Write out the whole listing again, exactly.

**Recorded data**
::::::::
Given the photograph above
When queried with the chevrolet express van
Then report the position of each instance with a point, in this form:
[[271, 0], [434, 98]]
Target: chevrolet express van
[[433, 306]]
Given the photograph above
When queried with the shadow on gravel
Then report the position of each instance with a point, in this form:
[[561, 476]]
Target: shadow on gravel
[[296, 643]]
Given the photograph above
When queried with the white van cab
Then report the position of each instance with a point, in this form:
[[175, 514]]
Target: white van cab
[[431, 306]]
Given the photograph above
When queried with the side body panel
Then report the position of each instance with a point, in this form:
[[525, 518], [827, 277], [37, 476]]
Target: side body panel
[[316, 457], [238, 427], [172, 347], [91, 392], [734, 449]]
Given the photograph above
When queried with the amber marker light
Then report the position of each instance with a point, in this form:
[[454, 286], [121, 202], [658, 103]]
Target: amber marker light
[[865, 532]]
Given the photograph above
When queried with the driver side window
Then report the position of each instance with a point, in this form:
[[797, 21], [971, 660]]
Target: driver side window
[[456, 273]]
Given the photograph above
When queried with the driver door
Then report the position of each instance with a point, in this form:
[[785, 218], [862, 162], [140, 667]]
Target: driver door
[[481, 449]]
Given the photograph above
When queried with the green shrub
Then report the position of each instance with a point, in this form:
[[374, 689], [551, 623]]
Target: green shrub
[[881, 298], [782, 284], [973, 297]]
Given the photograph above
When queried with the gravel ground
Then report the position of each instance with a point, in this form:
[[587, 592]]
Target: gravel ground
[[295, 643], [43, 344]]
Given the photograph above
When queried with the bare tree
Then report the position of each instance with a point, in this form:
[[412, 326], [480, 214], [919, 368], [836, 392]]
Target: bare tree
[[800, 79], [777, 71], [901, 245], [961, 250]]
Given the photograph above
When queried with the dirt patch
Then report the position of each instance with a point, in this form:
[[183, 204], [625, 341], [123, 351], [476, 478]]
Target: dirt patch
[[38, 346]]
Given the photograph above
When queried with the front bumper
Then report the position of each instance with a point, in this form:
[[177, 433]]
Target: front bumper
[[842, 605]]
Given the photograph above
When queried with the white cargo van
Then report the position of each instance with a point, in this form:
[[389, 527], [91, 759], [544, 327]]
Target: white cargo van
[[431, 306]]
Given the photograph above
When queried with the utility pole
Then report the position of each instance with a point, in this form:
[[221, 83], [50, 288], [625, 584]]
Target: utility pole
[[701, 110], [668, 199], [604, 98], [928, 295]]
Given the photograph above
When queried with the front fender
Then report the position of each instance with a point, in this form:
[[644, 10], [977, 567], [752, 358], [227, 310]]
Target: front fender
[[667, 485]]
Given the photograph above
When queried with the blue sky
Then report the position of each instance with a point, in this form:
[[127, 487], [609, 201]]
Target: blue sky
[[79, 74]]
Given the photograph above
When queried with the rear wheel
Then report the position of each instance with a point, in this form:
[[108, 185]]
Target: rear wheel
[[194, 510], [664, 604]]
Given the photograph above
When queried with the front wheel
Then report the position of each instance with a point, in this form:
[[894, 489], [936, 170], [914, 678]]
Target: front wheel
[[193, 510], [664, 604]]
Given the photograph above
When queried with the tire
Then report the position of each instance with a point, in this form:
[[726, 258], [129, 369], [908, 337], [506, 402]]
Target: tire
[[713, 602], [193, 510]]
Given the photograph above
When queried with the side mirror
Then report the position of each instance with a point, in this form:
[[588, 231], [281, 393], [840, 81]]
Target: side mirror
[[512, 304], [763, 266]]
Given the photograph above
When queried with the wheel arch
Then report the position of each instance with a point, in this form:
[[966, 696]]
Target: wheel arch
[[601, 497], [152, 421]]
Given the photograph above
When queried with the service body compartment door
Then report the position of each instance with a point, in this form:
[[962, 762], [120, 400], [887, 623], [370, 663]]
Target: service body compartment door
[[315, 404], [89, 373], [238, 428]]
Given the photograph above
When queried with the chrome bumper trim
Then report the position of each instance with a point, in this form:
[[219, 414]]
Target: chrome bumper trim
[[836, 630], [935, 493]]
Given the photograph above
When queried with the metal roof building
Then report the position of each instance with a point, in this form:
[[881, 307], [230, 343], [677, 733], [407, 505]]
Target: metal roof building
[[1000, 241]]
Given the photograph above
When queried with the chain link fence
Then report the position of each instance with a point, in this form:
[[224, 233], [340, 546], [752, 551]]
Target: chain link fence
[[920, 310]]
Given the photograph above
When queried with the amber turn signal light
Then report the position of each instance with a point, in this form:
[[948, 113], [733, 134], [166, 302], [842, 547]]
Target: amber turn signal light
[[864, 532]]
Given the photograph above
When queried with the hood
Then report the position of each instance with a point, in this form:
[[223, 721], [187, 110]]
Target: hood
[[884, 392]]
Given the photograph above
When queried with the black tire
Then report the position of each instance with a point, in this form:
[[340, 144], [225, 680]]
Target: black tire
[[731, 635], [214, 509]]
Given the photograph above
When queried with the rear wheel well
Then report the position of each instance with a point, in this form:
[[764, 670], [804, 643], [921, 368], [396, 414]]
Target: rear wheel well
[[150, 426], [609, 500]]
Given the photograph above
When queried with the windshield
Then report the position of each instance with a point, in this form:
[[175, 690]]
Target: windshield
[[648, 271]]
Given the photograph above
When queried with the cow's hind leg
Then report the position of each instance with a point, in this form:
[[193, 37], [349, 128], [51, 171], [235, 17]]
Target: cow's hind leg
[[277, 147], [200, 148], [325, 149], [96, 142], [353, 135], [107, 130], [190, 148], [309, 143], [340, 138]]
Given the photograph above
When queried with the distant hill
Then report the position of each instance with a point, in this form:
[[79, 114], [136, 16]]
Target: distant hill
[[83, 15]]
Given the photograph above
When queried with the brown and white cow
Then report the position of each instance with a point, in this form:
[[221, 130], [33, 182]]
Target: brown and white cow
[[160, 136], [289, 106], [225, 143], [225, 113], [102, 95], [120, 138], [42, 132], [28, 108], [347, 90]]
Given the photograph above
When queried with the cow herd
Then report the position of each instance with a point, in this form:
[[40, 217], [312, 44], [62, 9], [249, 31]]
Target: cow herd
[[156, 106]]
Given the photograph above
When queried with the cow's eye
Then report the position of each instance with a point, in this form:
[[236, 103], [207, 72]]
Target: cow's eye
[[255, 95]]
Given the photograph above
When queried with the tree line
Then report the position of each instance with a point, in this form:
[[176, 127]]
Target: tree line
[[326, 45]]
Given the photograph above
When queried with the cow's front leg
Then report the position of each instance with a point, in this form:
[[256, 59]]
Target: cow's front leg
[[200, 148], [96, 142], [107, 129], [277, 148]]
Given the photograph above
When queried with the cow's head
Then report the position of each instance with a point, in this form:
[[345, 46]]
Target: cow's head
::::::::
**Answer to the problem**
Given the photograph above
When queried with the chevrolet express van
Then report the position of each instance with a point, in this form:
[[271, 0], [434, 98]]
Target: chevrolet express van
[[433, 306]]
Given the photograph above
When queried with the shadow on gravel
Then report the position of each instance with a point, in this form:
[[561, 476]]
Target: shadow on gravel
[[296, 643]]
Given the photograph above
When queried with the white van cab
Then report the position of each instance with a point, in this form:
[[175, 514]]
Target: white van cab
[[431, 306]]
Given the photograph above
When queried with the side body panel
Then report the position of each instance with a point, in this form:
[[525, 518], [827, 277], [37, 476]]
Target: side body panel
[[316, 457], [238, 427], [172, 347], [91, 392], [734, 449]]
Given the photograph above
When queried with the amber marker light
Then report the position of each instance with a point, in this form:
[[454, 286], [121, 202], [658, 103]]
Target: amber marker light
[[865, 532]]
Given the photograph above
When queried with the driver side window
Then report the position of each instance with a point, in this form:
[[797, 21], [971, 660]]
Target: driver side window
[[456, 273]]
Given the photograph above
When queried with the driver door
Then report the position of each instance with a point, in this form:
[[785, 218], [862, 162], [140, 667]]
Target: driver door
[[481, 449]]
Given the photograph above
When queried with the green shrub
Then report the position of each instance with a point, in this form:
[[374, 689], [551, 623]]
Target: green shrub
[[881, 298], [782, 284], [973, 297]]
Given the photograph above
When queried with the gravel ground
Then report the position of each instance with a point, in this form:
[[587, 592]]
Target: gravel ground
[[295, 643], [43, 344]]
Given the photograph above
When queried with the bare tree
Then report the position of each instance with a point, in this form:
[[412, 326], [480, 214], [919, 368], [836, 392]]
Target: bare tree
[[800, 79], [777, 71], [901, 245], [961, 250]]
Given the photograph above
When queried with the dirt patch
Then report the position of each instance with a point, in this form:
[[183, 204], [625, 341], [123, 351], [476, 478]]
Target: dirt patch
[[38, 346]]
Given the photograph above
When queried with the front bumper
Then report the position of each instance with a point, in this form:
[[177, 433]]
Target: front bumper
[[842, 605]]
Given the photograph above
When queried with the white cargo van
Then report the position of each instance with a point, in this form:
[[389, 527], [91, 759], [544, 327]]
Target: white cargo van
[[431, 306]]
Given the photograph above
When queried with the utility pole
Then report the position of each instance with a point, in this form:
[[221, 83], [50, 288], [625, 584]]
Target: utility pole
[[701, 110], [668, 199], [604, 98], [928, 295]]
Given the photograph above
When queried with the front fender
Then report the position of each instance with a point, in this form:
[[644, 10], [977, 567], [752, 358], [227, 310]]
Target: front fender
[[667, 485]]
Given the photograph above
When queried with the blue sky
Then report the position of each instance with a point, in this form:
[[127, 487], [609, 201]]
Target: blue sky
[[79, 74]]
Given the photograph above
When queried with the rear wheel
Then report the position of each instance with a point, in this form:
[[108, 185]]
Target: rear wheel
[[194, 510], [664, 604]]
Given the photograph above
When queried with the front wheel
Then report the position of each instance with a point, in this form:
[[894, 489], [936, 170], [914, 678]]
Target: front wheel
[[193, 510], [664, 604]]
Given the photograph above
When queried with the tire
Then report the position of each instance with a point, in this form:
[[726, 258], [129, 369], [908, 337], [506, 402]]
Target: tire
[[713, 602], [193, 510]]
Given the photograph above
When queried with the side mirror
Then report the position of each instance with a point, in this form:
[[588, 231], [281, 393], [840, 81]]
Target: side mirror
[[512, 304], [763, 266]]
Given the photograph above
When queried with the wheel arch
Then report the position of each instance with a point, in this form:
[[966, 696]]
Target: wheel arch
[[601, 497], [152, 421]]
Given the photograph above
When queried with the service body compartment door
Then report the position of each instance with a point, in this form:
[[962, 762], [120, 400], [887, 623], [370, 663]]
Target: service body compartment door
[[315, 404], [89, 373], [238, 428]]
Given the photograph above
When queried with the chrome bumper trim
Then report the position of each instance with a point, in this form:
[[219, 414]]
Target: chrome bumper trim
[[836, 630], [935, 493]]
Given the photograph above
When queried with the metal roof building
Then report the position of each instance with a point, in this form:
[[881, 307], [230, 343], [677, 733], [407, 505]]
Target: metal roof building
[[1000, 241]]
Given the photograph above
When queried with the chain link fence
Then report the position of each instance with a point, in this form:
[[224, 233], [340, 546], [752, 551]]
Target: chain link fence
[[920, 310]]
Given the photograph above
When queried with the amber turn signal light
Then report the position of each instance with a point, in this form:
[[948, 113], [733, 134], [166, 302], [842, 547]]
Target: amber turn signal light
[[864, 532]]
Given the photograph above
When queried with the hood
Then report the position of each instance with a point, in this form:
[[223, 721], [187, 110]]
Target: hood
[[884, 392]]
Given the photograph above
When queried with the black tire
Then report the position of each instance with a point, in this form:
[[340, 144], [225, 680]]
Target: black tire
[[731, 635], [214, 509]]
Given the photograph above
When queried with the rear wheel well
Then report the position of each instance with a point, in this form:
[[764, 670], [804, 643], [921, 368], [396, 414]]
Target: rear wheel well
[[150, 426], [609, 500]]
Given the photograph above
When queried with the windshield
Then report the position of each instance with a point, in this form:
[[175, 690]]
Target: windshield
[[648, 271]]
Given the photograph above
When queried with the cow's hind leg
Then report the position of each instance with a point, in this form:
[[193, 37], [349, 128], [51, 171], [235, 17]]
Target: cow's hind leg
[[277, 147], [200, 148], [325, 149], [96, 142], [353, 135], [107, 130], [190, 148], [309, 143], [340, 138]]
Given the photograph above
When queried with the distant hill
Then report the position of each instance with a point, in this form:
[[79, 114], [136, 16]]
Target: distant hill
[[83, 15]]
Given the photograph above
When queried with the brown and white cow
Then report the position of each instance with a point, in this form:
[[221, 130], [33, 182]]
Target: brown and white cow
[[160, 136], [289, 106], [225, 143], [225, 113], [102, 95], [120, 138], [42, 132], [28, 108], [347, 90]]
Given the photograph above
When queried with the cow herd
Then report the position of each instance with a point, in this form:
[[40, 217], [312, 44], [62, 9], [249, 31]]
Target: cow herd
[[156, 106]]
Given the photograph above
When queried with the cow's eye
Then report the position of each instance with a point, in this form:
[[236, 103], [207, 72]]
Target: cow's eye
[[255, 95]]
Given the photograph above
When queried with the tree line
Then report the position of each instance with a point, in this form:
[[176, 127]]
Target: tree line
[[326, 45]]
Given the photograph above
When queried with the cow's front leg
Then report the position of each instance with a point, in this form:
[[256, 59]]
Target: cow's front leg
[[200, 148], [96, 142], [107, 129], [277, 148]]
Given the photograph above
When queried with the cow's head
Then report the position of each instance with a point, in this form:
[[345, 46]]
Target: cow's head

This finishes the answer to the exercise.